## Your goal
Reproduce verbatim only the lines from the one containing "Reviewer note: confirm that each instance of the white lanyard" through the last line below, both included.

## Location identification entries
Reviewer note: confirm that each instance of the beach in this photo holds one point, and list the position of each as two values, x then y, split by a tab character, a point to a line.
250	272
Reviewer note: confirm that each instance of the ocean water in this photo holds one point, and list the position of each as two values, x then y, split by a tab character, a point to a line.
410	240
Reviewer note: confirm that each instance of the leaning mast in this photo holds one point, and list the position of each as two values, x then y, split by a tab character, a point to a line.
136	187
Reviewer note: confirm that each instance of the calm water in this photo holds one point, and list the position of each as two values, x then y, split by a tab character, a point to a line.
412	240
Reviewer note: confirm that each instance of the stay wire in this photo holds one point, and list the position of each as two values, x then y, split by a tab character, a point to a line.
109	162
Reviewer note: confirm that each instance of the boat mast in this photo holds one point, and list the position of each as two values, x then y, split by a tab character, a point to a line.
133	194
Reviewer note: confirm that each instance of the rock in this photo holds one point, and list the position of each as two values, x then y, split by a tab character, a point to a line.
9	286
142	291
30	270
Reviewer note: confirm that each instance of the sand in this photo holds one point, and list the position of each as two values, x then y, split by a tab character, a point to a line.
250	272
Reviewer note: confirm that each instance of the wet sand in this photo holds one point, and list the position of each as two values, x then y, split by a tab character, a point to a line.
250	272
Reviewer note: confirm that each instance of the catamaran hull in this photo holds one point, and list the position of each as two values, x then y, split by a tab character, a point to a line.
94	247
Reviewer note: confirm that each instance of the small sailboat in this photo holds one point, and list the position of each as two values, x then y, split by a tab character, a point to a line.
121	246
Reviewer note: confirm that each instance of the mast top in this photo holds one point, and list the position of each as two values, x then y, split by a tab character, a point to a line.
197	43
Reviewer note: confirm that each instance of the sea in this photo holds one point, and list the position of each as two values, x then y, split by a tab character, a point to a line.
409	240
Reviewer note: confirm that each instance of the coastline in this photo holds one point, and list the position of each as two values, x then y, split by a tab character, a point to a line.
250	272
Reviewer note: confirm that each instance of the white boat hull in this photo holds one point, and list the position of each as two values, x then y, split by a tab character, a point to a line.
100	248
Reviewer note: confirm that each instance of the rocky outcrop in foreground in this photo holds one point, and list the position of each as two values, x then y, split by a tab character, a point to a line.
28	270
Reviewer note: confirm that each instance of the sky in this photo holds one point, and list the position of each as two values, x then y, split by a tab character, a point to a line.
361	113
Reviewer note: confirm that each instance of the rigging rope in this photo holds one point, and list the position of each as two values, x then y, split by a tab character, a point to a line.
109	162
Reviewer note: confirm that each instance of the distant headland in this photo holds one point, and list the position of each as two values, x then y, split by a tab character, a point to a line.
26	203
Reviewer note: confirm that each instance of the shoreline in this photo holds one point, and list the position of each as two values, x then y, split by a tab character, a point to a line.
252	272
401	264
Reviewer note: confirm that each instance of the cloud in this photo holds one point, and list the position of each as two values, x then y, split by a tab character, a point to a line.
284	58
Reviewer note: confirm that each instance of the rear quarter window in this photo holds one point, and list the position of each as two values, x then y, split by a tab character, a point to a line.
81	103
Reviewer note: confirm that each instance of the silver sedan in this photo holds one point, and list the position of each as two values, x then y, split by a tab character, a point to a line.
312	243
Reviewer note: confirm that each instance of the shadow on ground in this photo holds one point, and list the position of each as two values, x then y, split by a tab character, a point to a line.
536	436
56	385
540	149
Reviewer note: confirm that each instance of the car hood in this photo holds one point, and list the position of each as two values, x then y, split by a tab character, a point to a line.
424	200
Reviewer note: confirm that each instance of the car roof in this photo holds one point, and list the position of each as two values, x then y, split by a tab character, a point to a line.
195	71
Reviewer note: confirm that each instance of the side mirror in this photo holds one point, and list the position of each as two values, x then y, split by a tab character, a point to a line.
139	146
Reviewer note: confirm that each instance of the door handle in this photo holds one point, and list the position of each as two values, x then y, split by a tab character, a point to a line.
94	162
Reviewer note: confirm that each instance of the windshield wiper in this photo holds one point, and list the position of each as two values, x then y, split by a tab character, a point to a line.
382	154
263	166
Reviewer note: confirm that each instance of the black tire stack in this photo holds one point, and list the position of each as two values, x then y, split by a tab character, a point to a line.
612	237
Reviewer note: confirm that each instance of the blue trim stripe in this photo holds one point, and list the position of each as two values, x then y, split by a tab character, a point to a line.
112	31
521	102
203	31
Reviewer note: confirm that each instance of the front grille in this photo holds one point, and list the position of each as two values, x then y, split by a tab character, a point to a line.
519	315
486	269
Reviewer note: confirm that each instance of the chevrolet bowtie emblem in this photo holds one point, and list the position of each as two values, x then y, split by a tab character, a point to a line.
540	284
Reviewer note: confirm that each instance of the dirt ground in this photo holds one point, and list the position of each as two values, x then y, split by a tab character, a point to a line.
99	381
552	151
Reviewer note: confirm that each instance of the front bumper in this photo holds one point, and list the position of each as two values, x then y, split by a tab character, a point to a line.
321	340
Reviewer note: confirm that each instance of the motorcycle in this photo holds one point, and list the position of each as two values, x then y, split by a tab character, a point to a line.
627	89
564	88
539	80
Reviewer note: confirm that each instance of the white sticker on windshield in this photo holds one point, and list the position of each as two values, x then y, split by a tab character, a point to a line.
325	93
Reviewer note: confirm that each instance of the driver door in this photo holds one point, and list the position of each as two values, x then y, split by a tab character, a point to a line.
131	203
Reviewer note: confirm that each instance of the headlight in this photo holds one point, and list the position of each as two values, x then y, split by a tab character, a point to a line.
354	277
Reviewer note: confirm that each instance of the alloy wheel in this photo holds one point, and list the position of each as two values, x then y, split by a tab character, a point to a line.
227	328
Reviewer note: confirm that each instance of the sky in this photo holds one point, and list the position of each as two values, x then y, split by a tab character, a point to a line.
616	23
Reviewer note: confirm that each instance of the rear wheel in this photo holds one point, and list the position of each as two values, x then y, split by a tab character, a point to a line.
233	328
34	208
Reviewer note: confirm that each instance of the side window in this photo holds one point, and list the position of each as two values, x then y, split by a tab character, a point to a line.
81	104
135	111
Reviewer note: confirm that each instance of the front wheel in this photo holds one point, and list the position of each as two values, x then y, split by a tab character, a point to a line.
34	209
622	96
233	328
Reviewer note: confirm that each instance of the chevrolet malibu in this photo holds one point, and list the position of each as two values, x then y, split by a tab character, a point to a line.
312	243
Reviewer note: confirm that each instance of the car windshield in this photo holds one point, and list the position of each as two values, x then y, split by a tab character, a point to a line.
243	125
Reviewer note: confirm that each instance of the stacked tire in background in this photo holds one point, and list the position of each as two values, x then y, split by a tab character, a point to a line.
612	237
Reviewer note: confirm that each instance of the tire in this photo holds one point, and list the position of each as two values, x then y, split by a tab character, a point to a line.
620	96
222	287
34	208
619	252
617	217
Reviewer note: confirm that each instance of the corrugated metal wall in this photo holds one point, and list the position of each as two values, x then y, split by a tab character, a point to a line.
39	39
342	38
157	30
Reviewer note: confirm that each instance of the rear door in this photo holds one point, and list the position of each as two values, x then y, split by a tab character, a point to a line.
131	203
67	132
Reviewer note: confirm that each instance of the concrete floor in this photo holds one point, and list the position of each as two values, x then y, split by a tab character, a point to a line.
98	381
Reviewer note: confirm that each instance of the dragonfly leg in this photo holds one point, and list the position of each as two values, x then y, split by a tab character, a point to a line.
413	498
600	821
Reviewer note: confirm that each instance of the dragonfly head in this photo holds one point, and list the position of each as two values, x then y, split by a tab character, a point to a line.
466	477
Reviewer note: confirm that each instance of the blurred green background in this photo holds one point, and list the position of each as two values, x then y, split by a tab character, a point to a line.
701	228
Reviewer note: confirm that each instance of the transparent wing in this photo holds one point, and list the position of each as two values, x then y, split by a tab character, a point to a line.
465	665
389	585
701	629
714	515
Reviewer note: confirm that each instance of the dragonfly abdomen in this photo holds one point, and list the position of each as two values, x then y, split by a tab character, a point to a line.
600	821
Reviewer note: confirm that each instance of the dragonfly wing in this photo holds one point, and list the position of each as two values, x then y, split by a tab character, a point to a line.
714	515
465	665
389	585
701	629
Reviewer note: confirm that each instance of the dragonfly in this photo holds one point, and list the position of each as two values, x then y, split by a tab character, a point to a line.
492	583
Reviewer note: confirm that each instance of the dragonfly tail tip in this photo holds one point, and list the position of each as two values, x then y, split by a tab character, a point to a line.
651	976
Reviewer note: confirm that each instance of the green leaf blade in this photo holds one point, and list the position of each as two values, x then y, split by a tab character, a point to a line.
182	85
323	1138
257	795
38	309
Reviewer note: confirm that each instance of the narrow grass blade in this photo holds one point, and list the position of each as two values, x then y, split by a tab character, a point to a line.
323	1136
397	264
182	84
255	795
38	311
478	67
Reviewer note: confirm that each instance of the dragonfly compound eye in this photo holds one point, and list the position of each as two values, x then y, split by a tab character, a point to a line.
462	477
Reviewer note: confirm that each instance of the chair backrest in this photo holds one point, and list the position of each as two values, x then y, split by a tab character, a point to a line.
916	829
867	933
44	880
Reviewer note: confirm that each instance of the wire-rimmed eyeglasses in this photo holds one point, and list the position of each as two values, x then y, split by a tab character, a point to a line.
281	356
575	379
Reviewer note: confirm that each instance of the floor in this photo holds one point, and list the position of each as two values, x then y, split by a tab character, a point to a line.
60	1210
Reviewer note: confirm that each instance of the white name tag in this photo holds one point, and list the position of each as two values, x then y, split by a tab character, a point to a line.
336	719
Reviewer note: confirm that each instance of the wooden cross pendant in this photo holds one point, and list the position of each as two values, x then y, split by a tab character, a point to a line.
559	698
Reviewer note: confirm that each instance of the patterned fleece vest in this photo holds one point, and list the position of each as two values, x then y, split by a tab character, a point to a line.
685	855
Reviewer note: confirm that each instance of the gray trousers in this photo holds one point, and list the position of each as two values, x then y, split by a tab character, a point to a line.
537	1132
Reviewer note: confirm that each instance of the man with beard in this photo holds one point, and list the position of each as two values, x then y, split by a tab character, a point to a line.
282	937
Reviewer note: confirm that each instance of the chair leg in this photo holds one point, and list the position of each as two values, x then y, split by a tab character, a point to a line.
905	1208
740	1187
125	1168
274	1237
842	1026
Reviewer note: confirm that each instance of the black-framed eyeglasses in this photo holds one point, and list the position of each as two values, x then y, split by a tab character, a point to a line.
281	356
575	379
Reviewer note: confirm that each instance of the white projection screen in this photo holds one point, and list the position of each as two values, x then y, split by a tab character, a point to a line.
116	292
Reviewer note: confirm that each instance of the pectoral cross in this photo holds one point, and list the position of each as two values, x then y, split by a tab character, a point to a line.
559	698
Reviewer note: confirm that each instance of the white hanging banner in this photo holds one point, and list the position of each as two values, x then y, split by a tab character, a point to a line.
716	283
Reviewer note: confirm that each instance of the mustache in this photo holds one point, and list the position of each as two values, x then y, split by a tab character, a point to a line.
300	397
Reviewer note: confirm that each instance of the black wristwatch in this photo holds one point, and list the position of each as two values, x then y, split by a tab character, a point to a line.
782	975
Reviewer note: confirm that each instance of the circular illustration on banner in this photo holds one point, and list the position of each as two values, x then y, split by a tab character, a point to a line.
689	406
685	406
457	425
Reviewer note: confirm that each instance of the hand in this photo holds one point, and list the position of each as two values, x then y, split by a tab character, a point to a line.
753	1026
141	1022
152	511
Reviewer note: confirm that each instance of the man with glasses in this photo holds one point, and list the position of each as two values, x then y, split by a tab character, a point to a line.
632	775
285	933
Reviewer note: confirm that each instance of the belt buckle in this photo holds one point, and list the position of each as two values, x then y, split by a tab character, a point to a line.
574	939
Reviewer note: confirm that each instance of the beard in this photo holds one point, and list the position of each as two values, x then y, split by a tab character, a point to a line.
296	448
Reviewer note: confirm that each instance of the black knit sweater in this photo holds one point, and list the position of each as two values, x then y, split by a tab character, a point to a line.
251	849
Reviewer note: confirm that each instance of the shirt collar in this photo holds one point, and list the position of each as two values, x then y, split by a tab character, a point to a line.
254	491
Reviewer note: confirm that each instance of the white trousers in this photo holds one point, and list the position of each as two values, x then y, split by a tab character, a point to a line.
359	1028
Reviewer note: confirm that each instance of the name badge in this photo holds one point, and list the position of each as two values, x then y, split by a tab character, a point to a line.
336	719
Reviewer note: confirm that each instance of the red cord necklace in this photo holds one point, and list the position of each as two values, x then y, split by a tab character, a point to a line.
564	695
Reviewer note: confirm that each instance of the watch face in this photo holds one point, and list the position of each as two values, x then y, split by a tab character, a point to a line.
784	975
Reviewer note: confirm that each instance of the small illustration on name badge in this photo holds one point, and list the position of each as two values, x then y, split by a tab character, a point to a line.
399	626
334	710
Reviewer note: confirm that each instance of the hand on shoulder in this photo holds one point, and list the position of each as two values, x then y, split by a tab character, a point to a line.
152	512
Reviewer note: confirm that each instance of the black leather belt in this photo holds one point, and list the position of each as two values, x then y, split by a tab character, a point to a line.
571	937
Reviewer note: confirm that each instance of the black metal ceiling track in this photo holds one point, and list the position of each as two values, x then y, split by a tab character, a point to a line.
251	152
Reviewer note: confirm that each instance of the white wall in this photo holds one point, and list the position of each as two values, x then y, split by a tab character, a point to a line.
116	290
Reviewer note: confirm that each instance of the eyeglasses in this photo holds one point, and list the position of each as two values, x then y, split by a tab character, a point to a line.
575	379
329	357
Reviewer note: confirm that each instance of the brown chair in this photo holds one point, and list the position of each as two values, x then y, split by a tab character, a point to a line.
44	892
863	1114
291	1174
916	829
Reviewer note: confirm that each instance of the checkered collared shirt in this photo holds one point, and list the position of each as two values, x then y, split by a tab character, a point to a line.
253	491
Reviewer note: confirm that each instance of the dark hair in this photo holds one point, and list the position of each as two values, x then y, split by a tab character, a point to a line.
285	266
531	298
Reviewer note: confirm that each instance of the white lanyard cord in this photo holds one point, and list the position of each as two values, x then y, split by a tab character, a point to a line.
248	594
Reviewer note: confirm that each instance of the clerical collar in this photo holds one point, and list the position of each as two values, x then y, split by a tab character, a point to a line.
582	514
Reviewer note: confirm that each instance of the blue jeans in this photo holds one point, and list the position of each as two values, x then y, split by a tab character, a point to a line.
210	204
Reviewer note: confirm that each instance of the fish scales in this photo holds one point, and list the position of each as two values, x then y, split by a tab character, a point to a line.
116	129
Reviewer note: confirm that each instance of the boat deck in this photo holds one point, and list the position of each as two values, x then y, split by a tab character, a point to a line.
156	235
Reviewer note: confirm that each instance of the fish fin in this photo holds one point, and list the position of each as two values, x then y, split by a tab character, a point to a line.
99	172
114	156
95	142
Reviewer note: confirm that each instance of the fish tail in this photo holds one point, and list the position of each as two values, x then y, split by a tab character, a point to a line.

## Task output
Reviewer note: confirm that each instance of the white lanyard cord in this photo holds one point, and list the position of each as two values, x then y, split by a tab character, a point to a line.
248	594
Reviewer note: confirm that each instance of the clerical collar in this photo holds one point, and list the position of each as two values, x then y, split by a tab character, a point to a line.
582	514
Reviewer note: confirm that each instance of the blue jeans in this photo holds one point, and list the position of each as two values, x then y, split by a tab character, a point to a line.
210	204
Reviewer note: confirm that each instance of the fish scales in this photo holds one point, and list the position of each as two values, x then y, split by a tab character, a point to a line.
116	129
Reviewer note: confirm that each instance of the boat deck in this photo holds one point, and list the position of each as two values, x then y, split by a tab character, a point to a line.
156	235
Reviewer note: confirm that each instance of the fish fin in this photo holds one point, and list the position of each as two values, x then y, split by a tab character, a point to a line.
99	172
114	156
95	142
Reviewer note: confirm that each instance of the fish tail in this photo holds one point, and list the position of each as two values, x then y, split by a tab character, a point to a line.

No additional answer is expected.